## TEXTO SELECIONADO
_ _ _ _ _

Extinção do Perse e MP 1.202/23 - Uma velha manobra política já obstada pelo Poder Judiciário
Sob a ótica do art. 178 do CTN e do princípio da segurança jurídica, a impossibilidade de extinção de benefício fiscal por Medida Provisória retorna à pauta do Poder Judiciário.
quinta-feira, 8 de fevereiro de 2024
Atualizado às 10:14
O Presidente da República editou a MP 1.202, conhecida como MP da reoneração, no último dia útil de 2023. Esta medida, entre outros aspectos, tratou da revogação dos benefícios do Programa Emergencial de Retomada do Setor de Eventos - PERSE, desonerou, parcialmente, a contribuição previdenciária sobre a folha de pagamento - para 17 setores produtivos - a partir de 1º de abril de 2024, revogou a alíquota reduzida da contribuição previdenciária aplicável a determinados Municípios e limitou a compensação de créditos decorrentes de decisão judicial transitada em julgado cujo valor total seja inferior a R$ 10.000.000,00.
Assim, desde o final do ano passado (2023), diante da relevância do tema, a matéria tem causado agitação e intenso debate entre os poderes da República, incluindo o Judiciário e o Legislativo.
No Congresso Nacional, para que a norma produza efeitos, para além de 1º de abril de 2024, ela precisará ser convertida em lei pelo Poder Legislativo. A matéria aguarda a formação de uma comissão mista, composta por Senadores e Deputados Federais, para a emissão de parecer, o qual será, primeiramente, apreciado pela Câmara dos Deputados e, posteriormente, pelo Senado Federal.
Especificamente quanto à revogação dos benefícios do Programa Emergencial de Retomada do Setor de Eventos (Perse), cumpre destacar que, no âmbito judicial, as empresas já estão mobilizando seus setores jurídicos, tanto internos quanto externos, para mover ações contra o dispositivo da MP que extinguiu o PERSE. Este programa havia reduzido as alíquotas dos impostos federais para empresas do setor de eventos até dezembro de 2026, devido aos impactos sofridos em decorrência da pandemia de Covid-19.
Dentro desta perspectiva, observa-se que o movimento político de aumentar a arrecadação fazendária através da extinção de benefícios fiscais via Medida Provisória não é uma estratégia arrecadatória nova, uma vez já utilizada por outros governos e obstada pelo Poder Judiciário em razão da subsunção direta do caso ao art. 178 do CTN1.
Recorda-se, dentro deste contexto, o Programa de Inclusão Digital - PID, o qual estabeleceu a concessão de benefício, por prazo certo e determinado, de alíquota zero do PIS e da COFINS, para fins de promoção da inovação tecnológica no Brasil, conforme estipulado na lei 11.196/05. No entanto, apesar de ter sido prorrogado até 31/12/18, por força do art. 5º da lei 13.097/15, a fruição do benefício foi encerrada prematuramente em 31/12/16, diante da edição da Medida Provisória 690/15, posteriormente convertida na lei 13.241/15.

_ _ _ _ _

## LISTA DE EXERCÍCIOS
A – Segundo o texto, até quando o Perse havia reduzido as alíquotas dos impostos federais para as empresas do setor de eventos?
B – Reproduza o trecho do texto desde "quinta-feira, 8 de" até "e o Legislativo.", inclusive, trocando "Presidente da República" por "Chefe do Poder Executivo".
Baseie-se exclusivamente no texto acima.

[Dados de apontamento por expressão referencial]
_ _ _ _ _

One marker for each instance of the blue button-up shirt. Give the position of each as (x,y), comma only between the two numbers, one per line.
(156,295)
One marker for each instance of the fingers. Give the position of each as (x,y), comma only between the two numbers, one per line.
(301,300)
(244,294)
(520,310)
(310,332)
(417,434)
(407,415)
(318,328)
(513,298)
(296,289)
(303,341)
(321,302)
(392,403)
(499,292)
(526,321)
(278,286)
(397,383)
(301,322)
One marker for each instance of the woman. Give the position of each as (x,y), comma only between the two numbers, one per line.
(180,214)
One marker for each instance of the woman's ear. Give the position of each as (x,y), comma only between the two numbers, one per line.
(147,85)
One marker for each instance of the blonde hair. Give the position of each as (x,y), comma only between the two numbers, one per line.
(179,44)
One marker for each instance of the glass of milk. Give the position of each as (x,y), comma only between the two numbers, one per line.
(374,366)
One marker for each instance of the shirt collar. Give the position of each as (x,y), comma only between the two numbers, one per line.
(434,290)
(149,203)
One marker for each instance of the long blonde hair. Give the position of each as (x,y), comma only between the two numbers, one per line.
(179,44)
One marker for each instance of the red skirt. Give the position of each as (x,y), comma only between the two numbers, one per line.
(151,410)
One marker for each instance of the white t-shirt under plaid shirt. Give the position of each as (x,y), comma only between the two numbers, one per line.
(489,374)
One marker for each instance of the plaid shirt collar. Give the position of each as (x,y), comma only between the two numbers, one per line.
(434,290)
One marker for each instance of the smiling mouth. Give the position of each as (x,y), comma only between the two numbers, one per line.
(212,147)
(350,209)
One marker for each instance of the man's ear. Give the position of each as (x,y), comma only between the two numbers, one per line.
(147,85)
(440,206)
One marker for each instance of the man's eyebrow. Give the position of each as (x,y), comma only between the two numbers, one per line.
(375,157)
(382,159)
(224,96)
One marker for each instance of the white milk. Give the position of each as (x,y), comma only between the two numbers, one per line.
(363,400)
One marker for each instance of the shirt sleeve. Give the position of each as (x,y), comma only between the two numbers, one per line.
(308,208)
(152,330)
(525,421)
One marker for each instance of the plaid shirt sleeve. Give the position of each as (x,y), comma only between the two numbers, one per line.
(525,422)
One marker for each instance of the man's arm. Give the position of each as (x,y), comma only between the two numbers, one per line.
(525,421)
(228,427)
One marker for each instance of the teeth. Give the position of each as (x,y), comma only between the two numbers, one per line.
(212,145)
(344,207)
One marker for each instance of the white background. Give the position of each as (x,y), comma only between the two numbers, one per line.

_ _ _ _ _

## RESPOSTAS POR TAREFA
A – Até dezembro de 2026.

B –
quinta-feira, 8 de fevereiro de 2024
Atualizado às 10:14
O Chefe do Poder Executivo editou a MP 1.202, conhecida como MP da reoneração, no último dia útil de 2023. Esta medida, entre outros aspectos, tratou da revogação dos benefícios do Programa Emergencial de Retomada do Setor de Eventos - PERSE, desonerou, parcialmente, a contribuição previdenciária sobre a folha de pagamento - para 17 setores produtivos - a partir de 1º de abril de 2024, revogou a alíquota reduzida da contribuição previdenciária aplicável a determinados Municípios e limitou a compensação de créditos decorrentes de decisão judicial transitada em julgado cujo valor total seja inferior a R$ 10.000.000,00.
Assim, desde o final do ano passado (2023), diante da relevância do tema, a matéria tem causado agitação e intenso debate entre os poderes da República, incluindo o Judiciário e o Legislativo.